> _Action item A_: Reproduce the part of the conda commands page that begins at the words "Much more can" and ends after the words "Installation Examples section below.".
> _Action item B_: According to the conda commands page, which channel does the command for installing bazel on Traverse use?
> _Action item C_: Decide whether each statement agrees with the conda commands page, answering yes or no and quoting the deciding words: (i) The page installs blast from the bioconda channel. (ii) The page creates the myenv environment with Python version 3.8. (iii) The page searches the "bioconda" channel for the fenics package.

> _Source extract_:
Common conda commands

View the help menu:

$ conda -h

To view the help menu for the install command:

$ conda install --help

Search the "conda-forge" channel for the fenics package:

$ conda search fenics --channel conda-forge

Create the "myenv" environment and install pairtools into the environment:

$ conda create --name myenv pairtools

Create an environment called myenv and install Python version 3.7 and beaver:

$ conda create --name myenv python=3.7 beaver

Create an environment called biowork-env and install blast from the bioconda channel:

$ conda create --name biowork-env blast --channel bioconda

Install bazel on Traverse:

$ conda create --name baz-env bazel --channel powerai

List the installed packages for the present environment (consider adding --explicit):

(myenv) $ conda list

Install the "pandas" package into an environment that was previously created:

$ conda activate biowork-env
(biowork-env)$ conda install pandas

List the available environments:

$ conda env list

Remove the "bigdata-env" environment:

$ conda remove --name bigdata-env --all

Much more can be done with conda as a package manager or environment manager.

To see examples of installation scripts for various commonly used packages–such as TensorFlow, mpi4py, PyTorch, JAX, and others–see Common Package Installation Examples section below.

> _Given information_:
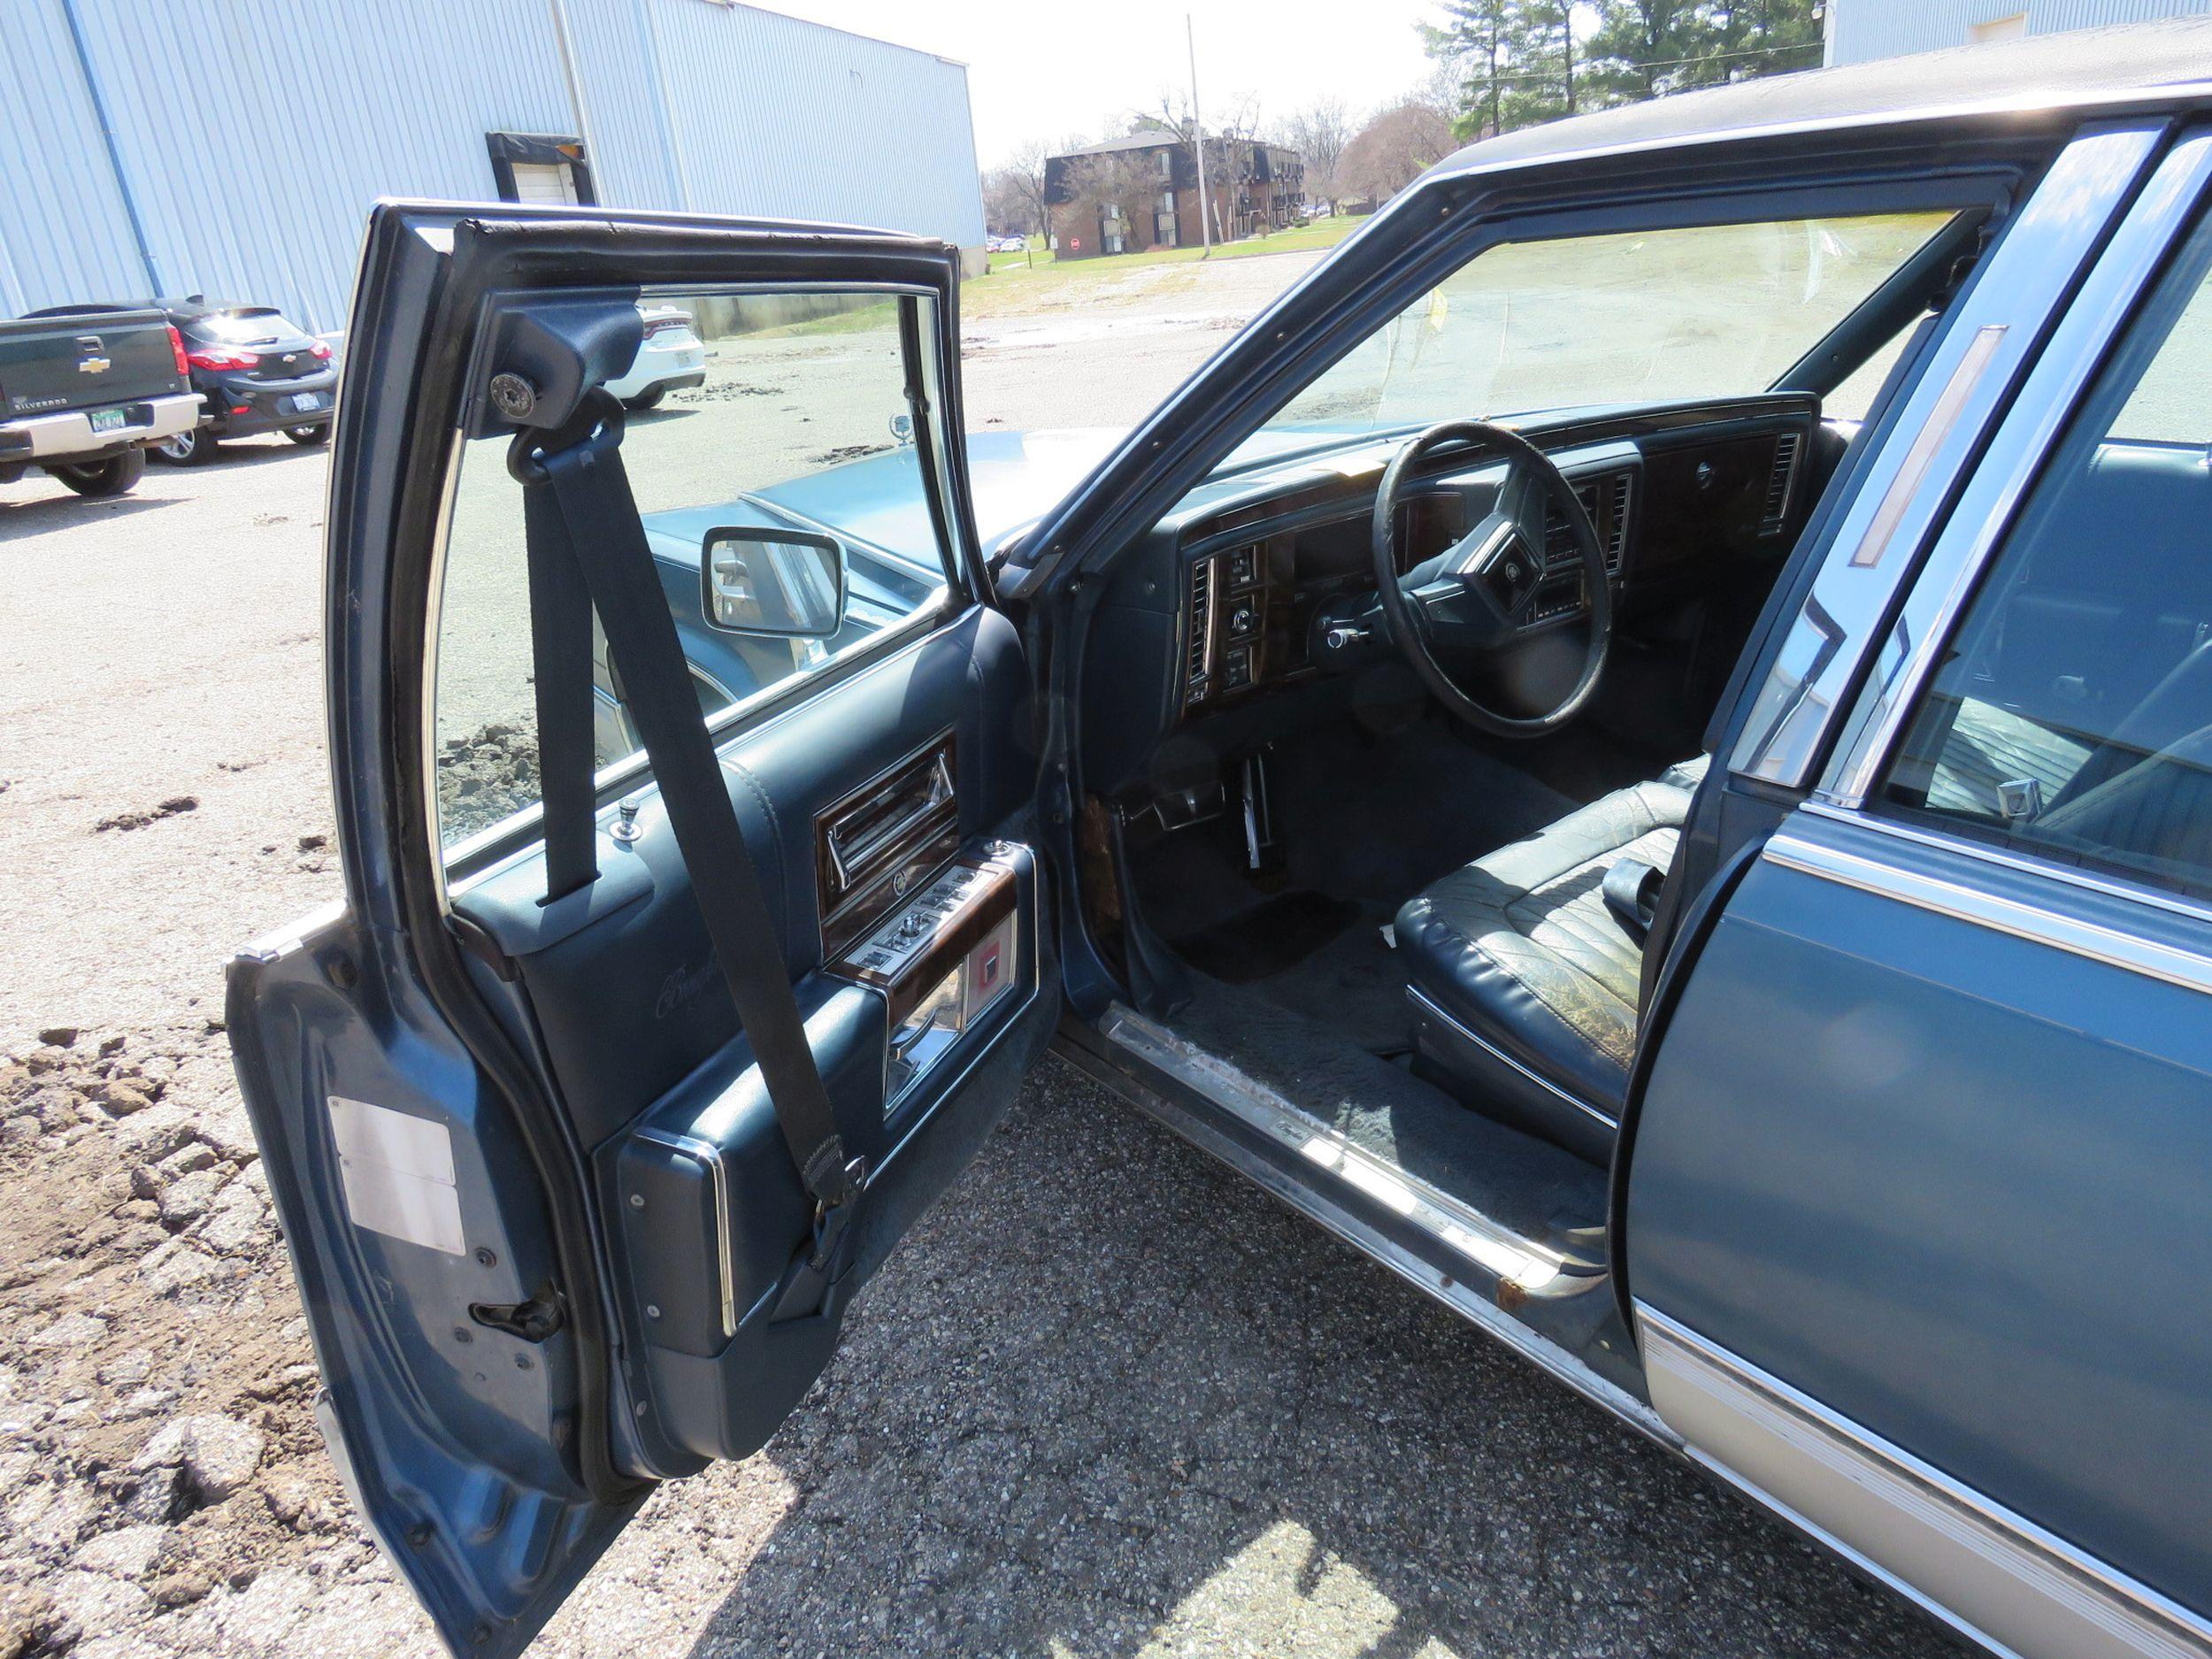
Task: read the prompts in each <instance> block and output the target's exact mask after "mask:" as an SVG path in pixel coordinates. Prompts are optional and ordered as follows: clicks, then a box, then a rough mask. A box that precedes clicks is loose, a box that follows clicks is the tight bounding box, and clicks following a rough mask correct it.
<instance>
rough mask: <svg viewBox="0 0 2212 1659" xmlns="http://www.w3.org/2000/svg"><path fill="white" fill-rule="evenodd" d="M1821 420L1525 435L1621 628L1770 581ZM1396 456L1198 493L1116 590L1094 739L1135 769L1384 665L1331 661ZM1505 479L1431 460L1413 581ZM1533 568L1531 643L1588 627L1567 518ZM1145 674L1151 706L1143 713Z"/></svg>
mask: <svg viewBox="0 0 2212 1659" xmlns="http://www.w3.org/2000/svg"><path fill="white" fill-rule="evenodd" d="M1818 414H1820V411H1818V403H1816V400H1814V398H1812V396H1801V394H1767V396H1756V398H1730V400H1719V403H1697V405H1666V407H1657V409H1617V411H1615V409H1601V411H1588V409H1577V411H1566V414H1559V416H1537V418H1528V420H1520V422H1515V425H1517V429H1520V431H1522V434H1524V436H1526V438H1531V440H1533V442H1535V445H1537V447H1540V449H1544V453H1546V456H1548V458H1551V460H1553V462H1555V465H1557V467H1559V471H1562V473H1564V476H1566V480H1568V484H1571V487H1573V491H1575V495H1577V500H1579V502H1582V509H1584V511H1586V513H1588V515H1590V524H1593V529H1595V531H1597V544H1599V549H1601V553H1604V564H1606V580H1608V582H1610V584H1613V595H1615V611H1617V615H1621V617H1624V619H1628V622H1632V619H1635V617H1637V615H1639V613H1650V611H1655V608H1661V606H1668V604H1683V602H1692V599H1694V597H1699V595H1701V593H1710V591H1714V588H1723V586H1736V588H1743V586H1750V584H1759V591H1761V593H1763V586H1765V584H1772V577H1774V573H1778V568H1781V560H1783V555H1785V553H1787V551H1790V546H1792V544H1794V542H1796V531H1798V529H1801V526H1803V520H1805V515H1807V513H1809V509H1812V500H1814V498H1816V493H1818V482H1820V480H1818V478H1816V476H1814V473H1816V471H1818V460H1820V458H1818V453H1816V451H1818V445H1816V438H1818V434H1820V425H1818ZM1402 442H1405V436H1402V434H1394V436H1389V438H1378V440H1349V442H1347V445H1343V447H1334V449H1327V451H1321V453H1305V456H1292V458H1285V460H1281V462H1274V465H1259V467H1248V469H1239V471H1234V473H1225V476H1217V478H1212V480H1208V482H1206V484H1201V487H1199V489H1194V491H1192V493H1190V495H1186V498H1183V502H1179V504H1177V509H1175V511H1172V513H1168V515H1166V518H1164V520H1161V522H1159V524H1157V526H1155V529H1152V531H1150V535H1148V538H1146V540H1144V544H1141V546H1139V549H1133V553H1135V557H1126V560H1121V562H1117V566H1115V571H1113V575H1110V577H1108V582H1110V588H1108V595H1106V597H1104V602H1102V608H1099V619H1097V628H1095V633H1093V644H1091V661H1093V672H1091V679H1086V703H1088V714H1091V717H1095V721H1093V726H1091V730H1093V734H1095V739H1106V748H1108V750H1119V752H1121V754H1126V757H1128V759H1130V761H1137V757H1139V752H1141V750H1144V748H1146V745H1148V743H1157V741H1159V739H1166V737H1168V734H1170V732H1175V730H1177V728H1199V726H1203V723H1208V721H1214V719H1230V717H1237V714H1243V717H1252V714H1254V710H1256V708H1259V706H1263V703H1267V699H1270V697H1276V695H1287V692H1290V690H1292V688H1298V686H1305V684H1314V681H1327V679H1332V677H1336V670H1338V668H1352V666H1358V661H1360V659H1365V661H1369V664H1371V661H1374V659H1376V653H1374V650H1371V648H1369V650H1365V653H1349V657H1347V661H1345V664H1338V661H1336V646H1334V644H1332V641H1334V639H1336V637H1338V635H1334V633H1332V630H1329V628H1327V626H1325V624H1327V622H1329V619H1332V617H1336V615H1340V613H1343V611H1345V608H1347V602H1356V599H1360V597H1363V595H1369V593H1371V591H1374V555H1371V551H1369V535H1371V518H1374V498H1376V489H1378V484H1380V478H1383V469H1385V467H1387V465H1389V460H1391V458H1394V456H1396V451H1398V449H1400V445H1402ZM1502 476H1504V467H1502V462H1500V460H1498V458H1495V456H1491V453H1484V451H1480V449H1473V447H1460V449H1440V451H1438V453H1436V456H1431V460H1429V465H1427V467H1425V469H1422V476H1418V478H1413V480H1407V482H1405V487H1402V500H1400V504H1398V515H1396V538H1394V544H1396V555H1398V566H1400V571H1407V568H1411V566H1413V564H1418V562H1422V560H1427V557H1433V555H1436V553H1440V551H1444V549H1447V546H1451V544H1453V542H1455V540H1458V538H1460V535H1464V533H1467V529H1469V526H1473V524H1475V522H1480V520H1482V515H1484V513H1489V509H1491V504H1493V500H1495V493H1498V484H1500V480H1502ZM1535 566H1537V568H1533V571H1528V573H1524V575H1520V577H1517V580H1520V582H1526V584H1528V588H1533V597H1531V602H1528V606H1526V611H1524V615H1522V628H1520V635H1528V637H1531V646H1535V637H1537V635H1548V633H1553V630H1559V628H1568V626H1573V624H1575V622H1579V619H1582V617H1584V615H1586V613H1588V593H1586V591H1584V582H1586V577H1584V571H1582V560H1579V555H1577V553H1575V544H1573V535H1571V531H1568V526H1566V522H1564V518H1562V515H1559V513H1557V509H1553V513H1551V515H1548V524H1546V533H1544V546H1542V553H1540V557H1537V560H1535ZM1316 619H1318V622H1321V624H1323V626H1316ZM1513 644H1517V641H1509V646H1506V648H1504V650H1506V653H1511V650H1513ZM1102 675H1110V679H1102ZM1139 677H1141V679H1144V681H1150V686H1152V690H1157V697H1152V699H1135V697H1130V690H1133V679H1139ZM1139 701H1141V703H1144V708H1146V710H1148V714H1146V717H1141V719H1139V723H1141V726H1146V728H1148V730H1115V732H1099V723H1104V726H1108V728H1126V726H1130V721H1133V710H1135V708H1137V706H1139ZM1239 723H1245V726H1248V723H1250V719H1245V721H1239ZM1113 739H1121V741H1113ZM1097 759H1104V754H1102V757H1097Z"/></svg>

> _Answer area A_:
Much more can be done with conda as a package manager or environment manager.

To see examples of installation scripts for various commonly used packages–such as TensorFlow, mpi4py, PyTorch, JAX, and others–see Common Package Installation Examples section below.

> _Answer area B_: The powerai channel.

> _Answer area C_:
(i) Yes: "install blast from the bioconda channel"
(ii) No: "install Python version 3.7 and beaver"
(iii) No: "Search the "conda-forge" channel for the fenics package"